WHAT IS REQUIRED:
Put the lines into a JSON list of strings, one string per line and no blank lines. Start with the line containing "point: the white plaster" and continue through the last of the lines.
** start DATA **
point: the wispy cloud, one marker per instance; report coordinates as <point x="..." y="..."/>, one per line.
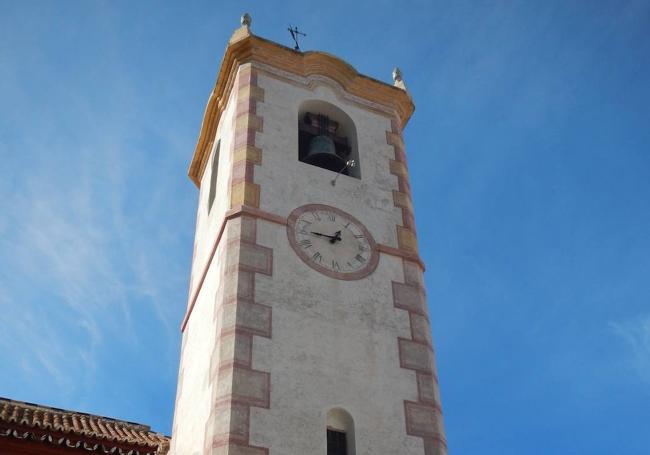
<point x="636" y="336"/>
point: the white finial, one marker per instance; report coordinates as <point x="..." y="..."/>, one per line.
<point x="397" y="74"/>
<point x="246" y="20"/>
<point x="397" y="79"/>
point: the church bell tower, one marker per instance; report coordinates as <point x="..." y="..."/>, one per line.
<point x="306" y="330"/>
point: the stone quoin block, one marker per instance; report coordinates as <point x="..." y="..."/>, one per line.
<point x="406" y="239"/>
<point x="251" y="387"/>
<point x="243" y="386"/>
<point x="422" y="420"/>
<point x="415" y="356"/>
<point x="249" y="257"/>
<point x="248" y="316"/>
<point x="434" y="446"/>
<point x="234" y="449"/>
<point x="230" y="423"/>
<point x="234" y="349"/>
<point x="420" y="328"/>
<point x="409" y="297"/>
<point x="427" y="389"/>
<point x="245" y="193"/>
<point x="248" y="153"/>
<point x="240" y="284"/>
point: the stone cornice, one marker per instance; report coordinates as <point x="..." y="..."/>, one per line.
<point x="247" y="48"/>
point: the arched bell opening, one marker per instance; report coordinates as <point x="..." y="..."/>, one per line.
<point x="340" y="432"/>
<point x="327" y="138"/>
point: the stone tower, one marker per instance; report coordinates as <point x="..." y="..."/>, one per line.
<point x="306" y="330"/>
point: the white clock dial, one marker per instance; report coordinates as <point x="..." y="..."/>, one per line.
<point x="332" y="242"/>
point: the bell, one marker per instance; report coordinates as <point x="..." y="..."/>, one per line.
<point x="322" y="153"/>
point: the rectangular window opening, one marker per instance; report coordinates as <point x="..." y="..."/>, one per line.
<point x="336" y="443"/>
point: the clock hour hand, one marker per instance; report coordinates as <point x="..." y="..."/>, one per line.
<point x="333" y="238"/>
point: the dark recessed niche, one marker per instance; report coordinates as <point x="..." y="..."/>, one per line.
<point x="327" y="138"/>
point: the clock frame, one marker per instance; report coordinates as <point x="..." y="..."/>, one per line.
<point x="369" y="265"/>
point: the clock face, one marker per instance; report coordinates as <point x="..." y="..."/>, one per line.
<point x="332" y="242"/>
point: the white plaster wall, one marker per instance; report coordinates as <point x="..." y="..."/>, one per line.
<point x="207" y="226"/>
<point x="287" y="183"/>
<point x="193" y="404"/>
<point x="334" y="342"/>
<point x="194" y="399"/>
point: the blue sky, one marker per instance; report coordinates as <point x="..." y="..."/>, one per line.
<point x="530" y="162"/>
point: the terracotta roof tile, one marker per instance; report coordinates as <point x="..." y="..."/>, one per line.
<point x="80" y="430"/>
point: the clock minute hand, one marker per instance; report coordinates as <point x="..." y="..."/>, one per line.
** end DATA **
ANSWER TO THE TASK:
[
  "point: the white plaster wall, one marker per instance; report coordinates as <point x=\"...\" y=\"...\"/>, one per line.",
  "<point x=\"207\" y=\"226\"/>",
  "<point x=\"287\" y=\"183\"/>",
  "<point x=\"193\" y=\"404\"/>",
  "<point x=\"334\" y=\"342\"/>",
  "<point x=\"194\" y=\"399\"/>",
  "point: the blue sky, one marker per instance; report coordinates as <point x=\"...\" y=\"...\"/>, one per line.",
  "<point x=\"530\" y=\"162\"/>",
  "point: the terracotta roof tile, one marker per instance; report coordinates as <point x=\"...\" y=\"...\"/>, one per line.",
  "<point x=\"80\" y=\"430\"/>",
  "point: the clock minute hand, one marker per instance; report coordinates as <point x=\"...\" y=\"...\"/>, one per line."
]